ACTIONS TO TAKE:
1. List the colors that the passage on UAE nutritional labeling says the policy uses to symbolize the nutritional status of food.
2. Translate this sentence from the passage on UAE nutritional labeling into Spanish: "This statistically high awareness will provide great momentum to UAE’s new Nutritional Labelling Policy, boosting the country’s relentless efforts to bring down the rates of obesity and lifestyle-related diseases among its population."

PASSAGE SHOWN:
************

In a survey conducted in the UAE by the Community Design for Wellbeing Initiative, which was launched by UAE’s National Programme for Happiness and Wellbeing in April this year, 72.5 per cent of respondents said they preferred using nutritional colour-coded labels to help them understand the food value of products.

This statistically high awareness will provide great momentum to UAE’s new Nutritional Labelling Policy, boosting the country’s relentless efforts to bring down the rates of obesity and lifestyle-related diseases among its population.

The labelling policy, which was approved by the UAE Cabinet last week, is premised on the use of the colours red, amber or green to symbolise the nutritional status of the food, and the effectiveness of this approach lies in the time-tested psychological cues these colours provide.

The need to adopt a healthy lifestyle, which is predominantly dependant on our food choices, has never been more urgent thanks to the spiralling rates of diseases linked to the consumption of unhealthy foods.

************

SOURCE DATA:
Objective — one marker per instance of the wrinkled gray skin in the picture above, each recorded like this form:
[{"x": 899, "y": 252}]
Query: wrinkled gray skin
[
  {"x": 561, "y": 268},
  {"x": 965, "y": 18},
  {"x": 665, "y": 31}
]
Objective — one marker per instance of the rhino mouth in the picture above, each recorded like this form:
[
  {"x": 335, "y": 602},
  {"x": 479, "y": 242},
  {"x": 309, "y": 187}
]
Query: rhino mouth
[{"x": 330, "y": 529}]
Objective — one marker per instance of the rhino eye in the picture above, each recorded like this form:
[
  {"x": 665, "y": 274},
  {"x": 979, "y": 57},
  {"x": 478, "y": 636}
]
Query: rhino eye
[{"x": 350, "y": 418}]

************

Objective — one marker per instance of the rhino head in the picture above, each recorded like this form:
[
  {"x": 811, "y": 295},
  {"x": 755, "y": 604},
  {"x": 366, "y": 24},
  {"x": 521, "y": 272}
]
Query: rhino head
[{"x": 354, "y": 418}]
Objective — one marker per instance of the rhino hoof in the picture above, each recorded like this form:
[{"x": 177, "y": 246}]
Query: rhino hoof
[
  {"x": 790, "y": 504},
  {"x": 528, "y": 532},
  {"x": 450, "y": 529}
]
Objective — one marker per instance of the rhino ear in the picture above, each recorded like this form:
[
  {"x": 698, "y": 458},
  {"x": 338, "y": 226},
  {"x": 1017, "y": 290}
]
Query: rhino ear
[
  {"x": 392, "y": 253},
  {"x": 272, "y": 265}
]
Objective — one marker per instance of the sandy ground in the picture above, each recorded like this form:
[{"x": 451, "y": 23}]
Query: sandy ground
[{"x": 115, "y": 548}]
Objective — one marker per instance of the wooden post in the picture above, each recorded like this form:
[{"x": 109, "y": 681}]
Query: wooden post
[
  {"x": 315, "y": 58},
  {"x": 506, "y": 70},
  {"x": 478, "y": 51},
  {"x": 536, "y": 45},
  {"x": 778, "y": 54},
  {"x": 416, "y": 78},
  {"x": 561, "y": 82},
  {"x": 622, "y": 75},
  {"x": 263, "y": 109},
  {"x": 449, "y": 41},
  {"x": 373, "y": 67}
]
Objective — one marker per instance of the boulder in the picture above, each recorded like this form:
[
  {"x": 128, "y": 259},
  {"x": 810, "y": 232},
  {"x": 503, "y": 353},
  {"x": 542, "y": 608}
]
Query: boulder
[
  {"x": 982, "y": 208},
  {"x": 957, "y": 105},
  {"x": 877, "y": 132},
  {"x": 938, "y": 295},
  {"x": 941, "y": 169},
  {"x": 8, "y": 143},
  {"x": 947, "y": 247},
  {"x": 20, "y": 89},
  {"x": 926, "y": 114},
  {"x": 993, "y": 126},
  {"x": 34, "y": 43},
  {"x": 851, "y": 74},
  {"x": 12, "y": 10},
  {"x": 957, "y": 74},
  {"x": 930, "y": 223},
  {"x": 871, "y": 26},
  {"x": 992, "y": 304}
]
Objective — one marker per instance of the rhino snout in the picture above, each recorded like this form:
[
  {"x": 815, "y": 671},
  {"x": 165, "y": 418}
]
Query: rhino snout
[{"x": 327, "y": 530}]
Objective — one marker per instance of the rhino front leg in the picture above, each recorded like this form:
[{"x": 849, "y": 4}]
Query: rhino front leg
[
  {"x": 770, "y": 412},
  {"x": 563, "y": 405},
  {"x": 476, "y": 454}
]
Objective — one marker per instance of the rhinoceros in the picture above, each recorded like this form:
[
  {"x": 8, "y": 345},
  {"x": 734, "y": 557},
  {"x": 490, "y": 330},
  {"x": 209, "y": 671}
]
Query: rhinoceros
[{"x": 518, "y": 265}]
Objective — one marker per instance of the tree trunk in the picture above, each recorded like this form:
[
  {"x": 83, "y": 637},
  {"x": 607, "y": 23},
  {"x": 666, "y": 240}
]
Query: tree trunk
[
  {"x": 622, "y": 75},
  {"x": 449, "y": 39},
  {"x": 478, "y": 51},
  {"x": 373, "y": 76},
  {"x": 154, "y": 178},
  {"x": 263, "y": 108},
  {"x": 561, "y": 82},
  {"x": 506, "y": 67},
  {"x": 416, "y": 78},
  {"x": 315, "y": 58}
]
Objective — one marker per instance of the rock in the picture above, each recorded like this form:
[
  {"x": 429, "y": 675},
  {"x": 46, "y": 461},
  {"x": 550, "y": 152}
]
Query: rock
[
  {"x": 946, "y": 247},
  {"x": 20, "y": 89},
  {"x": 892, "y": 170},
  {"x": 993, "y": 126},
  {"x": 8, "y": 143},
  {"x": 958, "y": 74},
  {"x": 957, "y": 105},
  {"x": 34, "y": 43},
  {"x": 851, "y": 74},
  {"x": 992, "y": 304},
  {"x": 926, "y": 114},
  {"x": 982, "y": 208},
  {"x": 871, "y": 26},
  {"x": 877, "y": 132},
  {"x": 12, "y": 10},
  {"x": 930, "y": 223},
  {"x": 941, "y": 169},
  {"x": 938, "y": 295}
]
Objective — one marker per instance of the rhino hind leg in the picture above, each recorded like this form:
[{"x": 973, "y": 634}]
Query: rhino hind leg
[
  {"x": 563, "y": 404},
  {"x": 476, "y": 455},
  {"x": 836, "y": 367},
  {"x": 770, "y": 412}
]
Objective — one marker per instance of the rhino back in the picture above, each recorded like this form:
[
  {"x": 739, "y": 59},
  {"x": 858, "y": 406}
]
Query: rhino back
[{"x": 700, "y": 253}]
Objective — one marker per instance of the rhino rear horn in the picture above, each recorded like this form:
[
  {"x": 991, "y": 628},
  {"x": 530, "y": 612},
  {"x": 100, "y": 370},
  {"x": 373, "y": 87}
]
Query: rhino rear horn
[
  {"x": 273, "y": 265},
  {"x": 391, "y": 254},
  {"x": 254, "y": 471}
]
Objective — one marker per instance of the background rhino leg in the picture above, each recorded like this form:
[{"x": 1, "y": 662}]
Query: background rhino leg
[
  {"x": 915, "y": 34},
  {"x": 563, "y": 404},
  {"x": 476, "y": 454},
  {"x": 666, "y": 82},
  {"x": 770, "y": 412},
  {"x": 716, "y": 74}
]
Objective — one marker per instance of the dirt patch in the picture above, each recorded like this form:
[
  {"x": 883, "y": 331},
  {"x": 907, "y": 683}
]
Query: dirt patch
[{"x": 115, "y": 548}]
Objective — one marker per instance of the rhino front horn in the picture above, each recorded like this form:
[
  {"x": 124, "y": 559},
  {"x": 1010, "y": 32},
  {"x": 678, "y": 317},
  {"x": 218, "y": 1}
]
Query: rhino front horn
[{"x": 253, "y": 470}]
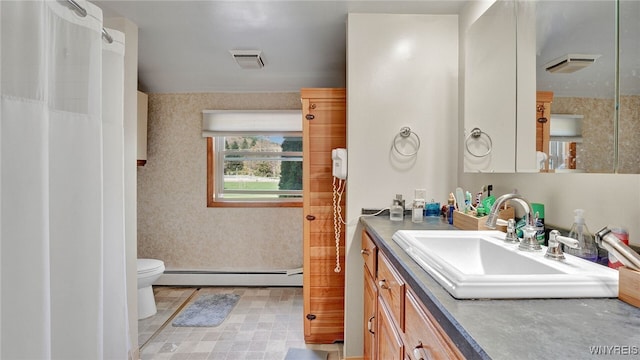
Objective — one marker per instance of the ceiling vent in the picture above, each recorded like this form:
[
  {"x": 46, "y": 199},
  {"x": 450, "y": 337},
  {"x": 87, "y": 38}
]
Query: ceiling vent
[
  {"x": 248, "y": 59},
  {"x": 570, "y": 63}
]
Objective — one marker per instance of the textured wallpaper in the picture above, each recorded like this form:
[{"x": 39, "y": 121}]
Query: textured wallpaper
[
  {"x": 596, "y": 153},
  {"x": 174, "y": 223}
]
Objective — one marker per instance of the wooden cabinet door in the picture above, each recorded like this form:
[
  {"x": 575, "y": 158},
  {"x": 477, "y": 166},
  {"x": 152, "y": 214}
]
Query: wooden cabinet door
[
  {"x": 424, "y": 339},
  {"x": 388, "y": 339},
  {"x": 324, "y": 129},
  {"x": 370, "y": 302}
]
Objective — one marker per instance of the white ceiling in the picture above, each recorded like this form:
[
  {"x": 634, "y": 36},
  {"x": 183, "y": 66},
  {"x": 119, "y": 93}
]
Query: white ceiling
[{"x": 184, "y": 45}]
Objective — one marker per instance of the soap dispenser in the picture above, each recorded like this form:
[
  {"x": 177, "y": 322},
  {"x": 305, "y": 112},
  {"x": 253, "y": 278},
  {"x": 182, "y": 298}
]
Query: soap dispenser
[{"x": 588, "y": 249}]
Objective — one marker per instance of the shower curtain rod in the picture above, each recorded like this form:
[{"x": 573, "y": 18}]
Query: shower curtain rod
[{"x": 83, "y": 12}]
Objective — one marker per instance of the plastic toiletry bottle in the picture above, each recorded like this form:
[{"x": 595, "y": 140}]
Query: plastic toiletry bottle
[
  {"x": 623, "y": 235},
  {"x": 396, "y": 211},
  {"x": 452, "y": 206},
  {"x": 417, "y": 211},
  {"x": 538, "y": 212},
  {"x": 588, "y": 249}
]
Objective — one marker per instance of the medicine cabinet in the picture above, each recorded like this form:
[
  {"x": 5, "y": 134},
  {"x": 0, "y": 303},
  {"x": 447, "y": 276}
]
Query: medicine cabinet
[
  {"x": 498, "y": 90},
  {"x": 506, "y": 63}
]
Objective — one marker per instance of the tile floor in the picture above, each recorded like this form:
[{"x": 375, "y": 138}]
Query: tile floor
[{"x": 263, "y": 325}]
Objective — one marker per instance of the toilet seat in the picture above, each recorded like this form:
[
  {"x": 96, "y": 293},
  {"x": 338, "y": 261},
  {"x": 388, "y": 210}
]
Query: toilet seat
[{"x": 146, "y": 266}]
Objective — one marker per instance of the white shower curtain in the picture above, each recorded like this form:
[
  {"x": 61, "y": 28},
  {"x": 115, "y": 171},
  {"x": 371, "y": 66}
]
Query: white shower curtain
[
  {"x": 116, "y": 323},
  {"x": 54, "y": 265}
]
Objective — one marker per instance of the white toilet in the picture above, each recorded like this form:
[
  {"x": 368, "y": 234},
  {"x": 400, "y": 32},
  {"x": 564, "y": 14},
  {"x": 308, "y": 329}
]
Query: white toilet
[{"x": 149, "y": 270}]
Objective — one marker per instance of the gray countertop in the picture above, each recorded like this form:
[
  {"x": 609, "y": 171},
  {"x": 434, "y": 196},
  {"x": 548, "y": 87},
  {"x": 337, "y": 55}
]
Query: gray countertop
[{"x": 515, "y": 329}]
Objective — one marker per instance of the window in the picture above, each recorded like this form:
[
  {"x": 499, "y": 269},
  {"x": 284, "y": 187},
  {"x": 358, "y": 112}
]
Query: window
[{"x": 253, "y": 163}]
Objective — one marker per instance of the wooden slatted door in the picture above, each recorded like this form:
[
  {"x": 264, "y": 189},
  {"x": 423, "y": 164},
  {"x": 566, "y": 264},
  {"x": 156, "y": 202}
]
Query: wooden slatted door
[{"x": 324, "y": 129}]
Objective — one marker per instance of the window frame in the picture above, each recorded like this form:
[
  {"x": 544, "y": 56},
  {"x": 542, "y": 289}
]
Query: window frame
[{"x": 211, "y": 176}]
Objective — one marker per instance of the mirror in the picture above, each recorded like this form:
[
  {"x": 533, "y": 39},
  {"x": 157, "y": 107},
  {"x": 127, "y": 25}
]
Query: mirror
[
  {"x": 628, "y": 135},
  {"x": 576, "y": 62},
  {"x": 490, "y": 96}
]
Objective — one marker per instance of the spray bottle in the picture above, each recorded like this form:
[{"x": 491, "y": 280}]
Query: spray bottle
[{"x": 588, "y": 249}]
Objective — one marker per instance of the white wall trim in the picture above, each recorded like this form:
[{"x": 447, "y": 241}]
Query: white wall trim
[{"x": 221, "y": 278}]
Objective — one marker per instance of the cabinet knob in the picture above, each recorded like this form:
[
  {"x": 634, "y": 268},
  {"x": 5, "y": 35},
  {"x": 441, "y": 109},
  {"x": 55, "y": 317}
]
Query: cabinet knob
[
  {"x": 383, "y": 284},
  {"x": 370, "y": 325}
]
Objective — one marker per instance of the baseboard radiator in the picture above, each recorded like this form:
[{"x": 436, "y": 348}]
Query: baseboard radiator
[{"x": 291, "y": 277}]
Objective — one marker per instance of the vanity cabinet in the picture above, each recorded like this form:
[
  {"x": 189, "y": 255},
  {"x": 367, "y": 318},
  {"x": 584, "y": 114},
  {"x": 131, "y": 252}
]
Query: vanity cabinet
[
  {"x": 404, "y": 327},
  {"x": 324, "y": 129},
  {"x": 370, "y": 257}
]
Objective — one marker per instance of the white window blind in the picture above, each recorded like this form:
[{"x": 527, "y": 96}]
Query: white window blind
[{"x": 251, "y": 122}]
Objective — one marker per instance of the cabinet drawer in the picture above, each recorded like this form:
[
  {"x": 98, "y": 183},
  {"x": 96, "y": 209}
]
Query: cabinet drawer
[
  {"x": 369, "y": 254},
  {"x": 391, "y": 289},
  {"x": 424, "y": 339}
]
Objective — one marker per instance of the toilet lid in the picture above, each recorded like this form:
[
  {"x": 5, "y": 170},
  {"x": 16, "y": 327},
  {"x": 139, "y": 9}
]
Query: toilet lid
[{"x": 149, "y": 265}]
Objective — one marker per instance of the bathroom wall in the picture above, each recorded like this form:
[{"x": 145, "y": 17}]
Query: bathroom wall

************

SET OF ANSWERS:
1. Red, amber, green

2. Este nivel de concienciación, estadísticamente alto, dará un gran impulso a la nueva Política de Etiquetado Nutricional de los EAU, reforzando los incansables esfuerzos del país por reducir las tasas de obesidad y de enfermedades relacionadas con el estilo de vida entre su población.